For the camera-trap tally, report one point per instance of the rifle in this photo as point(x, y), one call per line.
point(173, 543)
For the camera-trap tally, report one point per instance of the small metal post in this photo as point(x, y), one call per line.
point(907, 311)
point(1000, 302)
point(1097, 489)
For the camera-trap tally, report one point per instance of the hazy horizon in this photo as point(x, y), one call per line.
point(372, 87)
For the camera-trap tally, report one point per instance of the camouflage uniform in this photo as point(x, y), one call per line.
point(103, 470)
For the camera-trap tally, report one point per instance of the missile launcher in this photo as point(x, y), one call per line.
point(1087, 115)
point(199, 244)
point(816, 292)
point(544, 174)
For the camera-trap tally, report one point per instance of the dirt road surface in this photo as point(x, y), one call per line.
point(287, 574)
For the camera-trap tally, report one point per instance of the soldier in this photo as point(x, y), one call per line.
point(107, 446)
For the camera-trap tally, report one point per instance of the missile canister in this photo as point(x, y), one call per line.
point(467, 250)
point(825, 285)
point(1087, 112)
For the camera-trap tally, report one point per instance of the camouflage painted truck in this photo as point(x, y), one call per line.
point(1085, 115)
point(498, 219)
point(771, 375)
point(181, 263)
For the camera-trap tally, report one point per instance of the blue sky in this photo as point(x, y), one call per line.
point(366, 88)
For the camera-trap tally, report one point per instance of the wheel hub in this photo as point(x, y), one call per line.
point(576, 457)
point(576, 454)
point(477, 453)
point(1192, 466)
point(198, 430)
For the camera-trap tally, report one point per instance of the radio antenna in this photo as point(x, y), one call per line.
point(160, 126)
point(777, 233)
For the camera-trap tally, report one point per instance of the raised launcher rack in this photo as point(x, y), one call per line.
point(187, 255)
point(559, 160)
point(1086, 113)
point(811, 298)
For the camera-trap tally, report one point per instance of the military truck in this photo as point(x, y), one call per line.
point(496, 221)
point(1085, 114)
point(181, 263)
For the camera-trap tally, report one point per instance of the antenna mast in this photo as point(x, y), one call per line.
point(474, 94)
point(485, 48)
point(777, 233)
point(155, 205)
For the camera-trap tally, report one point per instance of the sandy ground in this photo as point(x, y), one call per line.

**Exercise goal**. Reproduce all of the records above word for word, line by line.

**Task response**.
For the camera-trap tally, report one point per instance of the rifle in this photo as point(x, y), one call per line.
point(173, 543)
For the camera-trap tally, report one point per instance of the small metal post in this photo as point(x, y), one call per line.
point(907, 311)
point(1000, 302)
point(1097, 489)
For the camera-trap tally, report one point per instance of the hazy horizon in this photo as point(x, y), one call per line.
point(372, 87)
For the camera-trap tally, report one point per instance of the camouflage uniform in this photo as point(x, y), one call per line.
point(103, 470)
For the camera-trap tally, report one point per instance of the missile launcher in this photo as point(x, y), one call per line.
point(1087, 115)
point(199, 244)
point(816, 292)
point(544, 174)
For the camera-trap tally, report one point per instance of the dirt road surface in this photo as point(x, y), one call per line.
point(287, 574)
For the camera-trap tally, report one point per instance of the soldier in this photo as point(x, y), one call per line.
point(107, 446)
For the camera-trap tally, report one point per instance of the missile canister in this photo as point(x, y), one call per line.
point(467, 250)
point(825, 285)
point(1087, 112)
For the camera-trap tally, report one point per instance of the camouflage painted truck in this photo as point(x, y), one call per line.
point(1085, 115)
point(498, 219)
point(771, 375)
point(181, 263)
For the camera-trap tally, report one point per instance of the blue sky in this photo as point(x, y), one call per line.
point(366, 88)
For the camera-trap tally, report one point per instance of the wheel hub in this photo as point(x, y), one call per line.
point(576, 457)
point(576, 454)
point(477, 453)
point(1192, 466)
point(198, 430)
For the camera-trap tally, report one point per instance of the radio antenna in this photo as point(x, y), one call per line.
point(160, 126)
point(777, 233)
For the camera-trap tally, report one point per instance of the raised launcher rack in this photo as point(x, y), one call per line.
point(187, 255)
point(559, 160)
point(1086, 113)
point(811, 298)
For the camera-trap tally, report one point per instance of the military truck in this photo as point(x, y), one call per line.
point(496, 221)
point(1085, 114)
point(181, 263)
For the camera-trap tally, report one point per instance of the antenna mast in this photo as point(x, y), one call per line.
point(474, 94)
point(485, 48)
point(777, 233)
point(155, 205)
For the camera-trap tally, report one point per instance of the sandy ground in this photo as point(x, y), one call per line.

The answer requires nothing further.